Texto de origen —
Picasso en su villa La California junto a Bettina Graziani, 1955. Foto: Mark Shaw

El Museo Quai Branly de París saca los fondos de su colección y los pone en diálogo con la obra de Picasso en la exposición Picasso Primitivo, un montaje que podrá verse hasta el 23 de julio y que pone de manifiesto la fuerte influencia que ejercieron las piezas venidas de África en el trabajo del artista malagueño.

En pleno centro de París, a orillas del Sena y a cinco escasos minutos caminando de la Torre Eiffel, emerge el impresionante Museo Quai Branly escondido bajo un frondoso jardín vertical. Sólo la experiencia de entrar en el espacio diseñado por Jean Nouvel como uno de los grandes proyectos que coronaban el periodo de presidencia de Jacques Chirac, merece una visita (porque sí, en nuestro país vecino los presidentes tienen a bien dejar, al menos, una gran obra pública tras su paso por el gobierno con ejemplos como la Biblioteca Nacional de François Mitterrand o el Centro Pompidou de Georges Pompidou). La colección del museo viene, en origen, de los fondos del Museo Nacional de Arte de África y Oceanía y de los etnográficos del Museo del Hombre con piezas que, sin duda, dejarán al espectador que llega por primera vez boquiabierto -¿cómo se consigue un mural entero de Etiopía?- y más viniendo de un país como el nuestro en el que este tipo de museos no se han puesto, todavía, en valor.



Desde comienzos del siglo XX, artistas, escritores, poetas y filósofos se acercaron, fascinados, a las manifestaciones artísticas que les llegaban desde las colonias francesas de África y Oceanía. La idea de lo exótico y lo salvaje, que tanto interesó a los artistas de las vanguardias, era su principal punto de atracción. El joven Picasso fue incorporando poco a poco todos estos elementos a su obra y sin referentes como éste, Las señoritas d'Avignon (1907), pistoletazo de salida del movimiento cubista, no hubiera existido. En cartas a Apollinaire, el artista malagueño le comentaba que las emociones artísticas más intensas, las había experimentando ante esculturas de artistas anónimos africanos.



Vista de sala. Foto: Gautier Deblonde

Partiendo de este lazo de sobra conocido, la exposición Picasso primitivo, que puede verse en París hasta el 23 de julio, nos brinda la oportunidad de ver juntas, y a veces revueltas, obras del artista junto a piezas primitivas con las que se establece un diálogo orquestado por el comisario de la muestra, Yves Le Fur, director del departamento de patrimonio y de colecciones del museo. Poder confrontarlas de esta manera es un lujo, si bien las obras de Picasso que se han seleccionado no son las más destacadas del artista -la mayoría son préstamos de museos y colecciones francesas- pero la tesis del proyecto sale airosa y queda desarrollada con claridad. La exposición se articula en 3 ejes: cronología, arcaísmos y metamorfosis.

Sección de datos —
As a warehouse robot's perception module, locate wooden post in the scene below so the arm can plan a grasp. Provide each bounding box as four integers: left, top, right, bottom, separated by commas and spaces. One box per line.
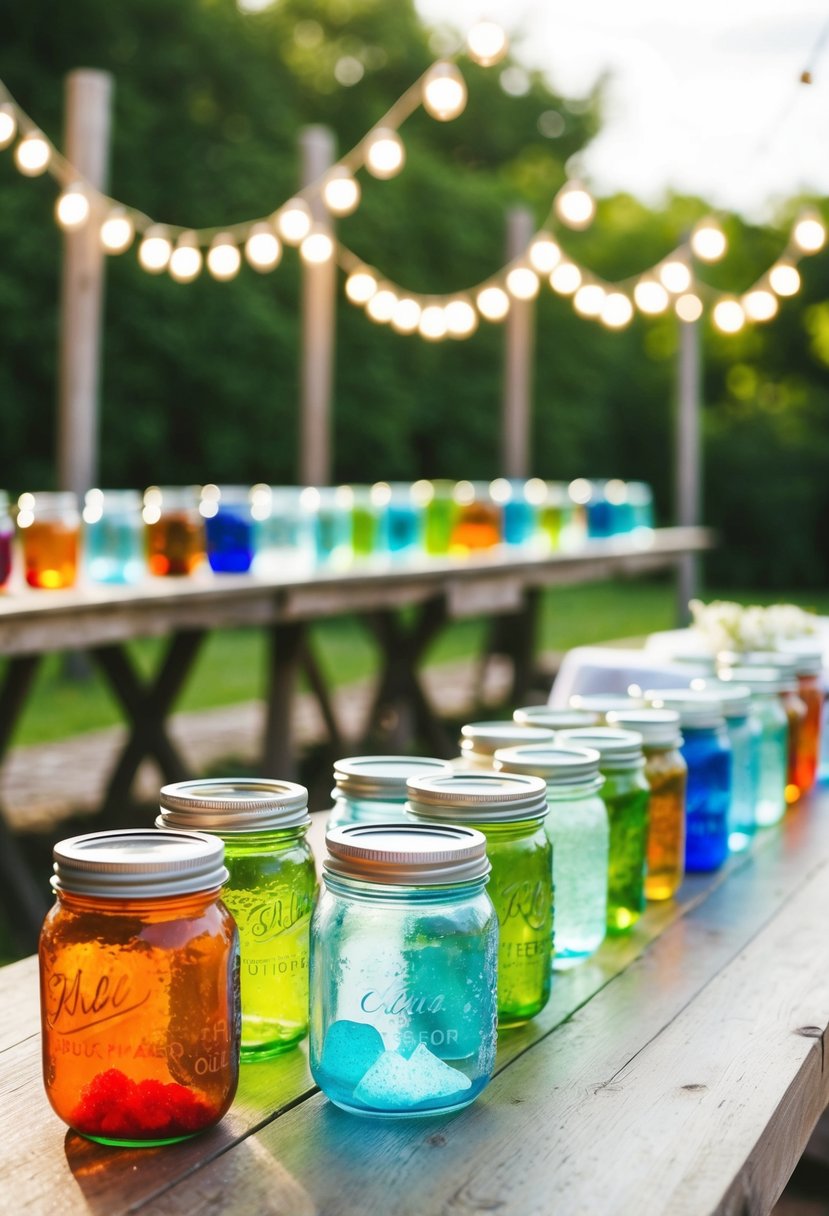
299, 126, 337, 485
501, 207, 535, 478
57, 68, 112, 496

Tareas a realizar —
**1)** ¿En qué tres ejes se articula la exposición, según el texto sobre la muestra Picasso Primitivo?
**2)** Reproduzca sin alteraciones el fragmento del texto sobre la muestra Picasso Primitivo que comienza en "Partiendo de este" y termina en "arcaísmos y metamorfosis.".

Respuestas finales —
**1)** En cronología, arcaísmos y metamorfosis.

**2)**
Partiendo de este lazo de sobra conocido, la exposición Picasso primitivo, que puede verse en París hasta el 23 de julio, nos brinda la oportunidad de ver juntas, y a veces revueltas, obras del artista junto a piezas primitivas con las que se establece un diálogo orquestado por el comisario de la muestra, Yves Le Fur, director del departamento de patrimonio y de colecciones del museo. Poder confrontarlas de esta manera es un lujo, si bien las obras de Picasso que se han seleccionado no son las más destacadas del artista -la mayoría son préstamos de museos y colecciones francesas- pero la tesis del proyecto sale airosa y queda desarrollada con claridad. La exposición se articula en 3 ejes: cronología, arcaísmos y metamorfosis.